Document segment ▸

▬▬▬

Harish Krishnaram Dave (Gujarati: હરીશ કૃષ્ણારામ દવે), better known by his pen name Harish Meenashru (Gujarati: હરીશ મીનાશ્રુ), is a Gujarati language poet and translator from Gujarat, India. He is best known as a postmodern poet in Gujarati literature. Some of his significant works include Dhribaangsundar Eni Pere Dolya (1988), Suno Bhai Sadho (1999), Tandul (1999), Parjanyasukta (1999), and Banaras Diary (2016). His poems have been translated in Hindi, Marathi, Malayalam, Kannada, German, and English. He received a Kalapi Award (2010), Vali Gujarati Gazal Award (2012), and Narsinh Mehta Award (2014). He received the 2020 Sahitya Akademi Award for his poetry collection Banaras Diary (2016).

Life 
Meenashru was born on 3 January 1953 in Anand, Gujarat, India. He studied at Dadabhai Navroji (DN) High School, Anand, from 1962 to 1969. He earned a B. Sc. in Chemistry from V. P. Science College, Vallabh Vidhyanagar from 1969 to 1970, and M. B. at Patel Science College, Anand, from 1970 to 1973. He received a M. Sc. from the Department of Chemistry of the Sardar Patel University in 1975.

▬▬▬

Stored data ▸
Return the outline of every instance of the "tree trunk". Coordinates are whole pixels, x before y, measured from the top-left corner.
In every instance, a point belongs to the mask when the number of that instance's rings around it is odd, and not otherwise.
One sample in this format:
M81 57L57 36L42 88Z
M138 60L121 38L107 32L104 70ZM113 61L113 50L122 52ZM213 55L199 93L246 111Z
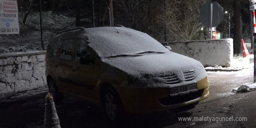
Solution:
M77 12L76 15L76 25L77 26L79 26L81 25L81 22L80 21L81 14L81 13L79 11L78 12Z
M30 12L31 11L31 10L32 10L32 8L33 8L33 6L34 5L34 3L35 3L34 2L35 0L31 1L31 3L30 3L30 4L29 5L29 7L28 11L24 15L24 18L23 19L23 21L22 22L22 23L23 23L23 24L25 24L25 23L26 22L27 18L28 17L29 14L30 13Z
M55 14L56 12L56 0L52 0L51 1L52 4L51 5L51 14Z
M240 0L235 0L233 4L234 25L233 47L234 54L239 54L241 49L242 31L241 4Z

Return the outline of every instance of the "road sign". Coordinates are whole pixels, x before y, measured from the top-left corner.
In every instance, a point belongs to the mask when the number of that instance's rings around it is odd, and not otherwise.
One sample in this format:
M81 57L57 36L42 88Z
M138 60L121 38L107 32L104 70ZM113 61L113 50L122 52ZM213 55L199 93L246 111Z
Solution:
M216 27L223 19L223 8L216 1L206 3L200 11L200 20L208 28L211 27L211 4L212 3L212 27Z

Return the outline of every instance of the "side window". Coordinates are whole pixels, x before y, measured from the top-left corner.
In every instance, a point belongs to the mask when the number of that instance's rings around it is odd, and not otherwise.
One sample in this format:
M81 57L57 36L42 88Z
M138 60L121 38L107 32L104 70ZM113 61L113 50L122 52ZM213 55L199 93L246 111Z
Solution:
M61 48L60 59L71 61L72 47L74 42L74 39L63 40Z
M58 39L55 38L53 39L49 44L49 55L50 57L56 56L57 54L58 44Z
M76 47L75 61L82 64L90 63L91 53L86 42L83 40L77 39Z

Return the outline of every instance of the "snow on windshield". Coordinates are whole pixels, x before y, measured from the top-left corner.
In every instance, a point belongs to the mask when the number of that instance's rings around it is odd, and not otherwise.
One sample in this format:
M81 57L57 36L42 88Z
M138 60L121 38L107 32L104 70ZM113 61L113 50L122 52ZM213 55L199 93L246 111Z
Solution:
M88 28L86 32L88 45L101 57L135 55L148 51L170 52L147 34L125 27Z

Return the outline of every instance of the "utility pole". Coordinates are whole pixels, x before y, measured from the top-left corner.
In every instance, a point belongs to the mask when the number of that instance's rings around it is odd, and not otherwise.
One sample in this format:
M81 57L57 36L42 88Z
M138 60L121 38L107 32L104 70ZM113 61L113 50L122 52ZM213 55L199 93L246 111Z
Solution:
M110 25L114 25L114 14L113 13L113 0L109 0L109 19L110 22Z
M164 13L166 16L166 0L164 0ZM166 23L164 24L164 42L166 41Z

▬▬▬

Tasks to carry out ▸
#1 Answer these questions from the Harish Meenashru biography, each on its own line:
(a) On what date and in what town was he born?
(b) For which poetry collection did he receive the 2020 Sahitya Akademi Award?
(c) From which university did he receive his M. Sc.?
#2 List every award the Harish Meenashru biography says he received, with the year given for each.
#3 Carry on the Harish Meenashru biography from its last sentence.

Results by task ▸
#1
(a) 3 January 1953, in Anand, Gujarat, India.
(b) Banaras Diary (2016).
(c) Sardar Patel University.

#2
Kalapi Award (2010)
Vali Gujarati Gazal Award (2012)
Narsinh Mehta Award (2014)
Sahitya Akademi Award (2020)

#3
Meenashru started his career recruited by the Bank of Baroda in March 1977. He headed a few branches of this bank and retired voluntarily in March 2001 as a senior manager of Amul Dairy Road branch, Anand.

He married Geeta Dave on 30 May 1977. Their son, Tirath, was born in 1979. He lives in Bakrol village, Anand.

Works 
Meenashru wrote his first poem in fifth standard. In 1974, his poem, Chadiyanu Dukaalgeet, was first published in Nootan Shikshan, a magazine edited by Gunvant Shah.

Dhribaangsundar Eni Pere Dolya, his first anthology of poems, was published in 1988, followed by Tambul (1999), Tandul (1999), Parjanyasukta (1999), Suno Bhai Sadho (1999), Pad Pranjali (2004), Pankhipadarath (2011), Shabadman Jinkun Khas Khabaran Padi, (2011), and Banaras Diary (2016).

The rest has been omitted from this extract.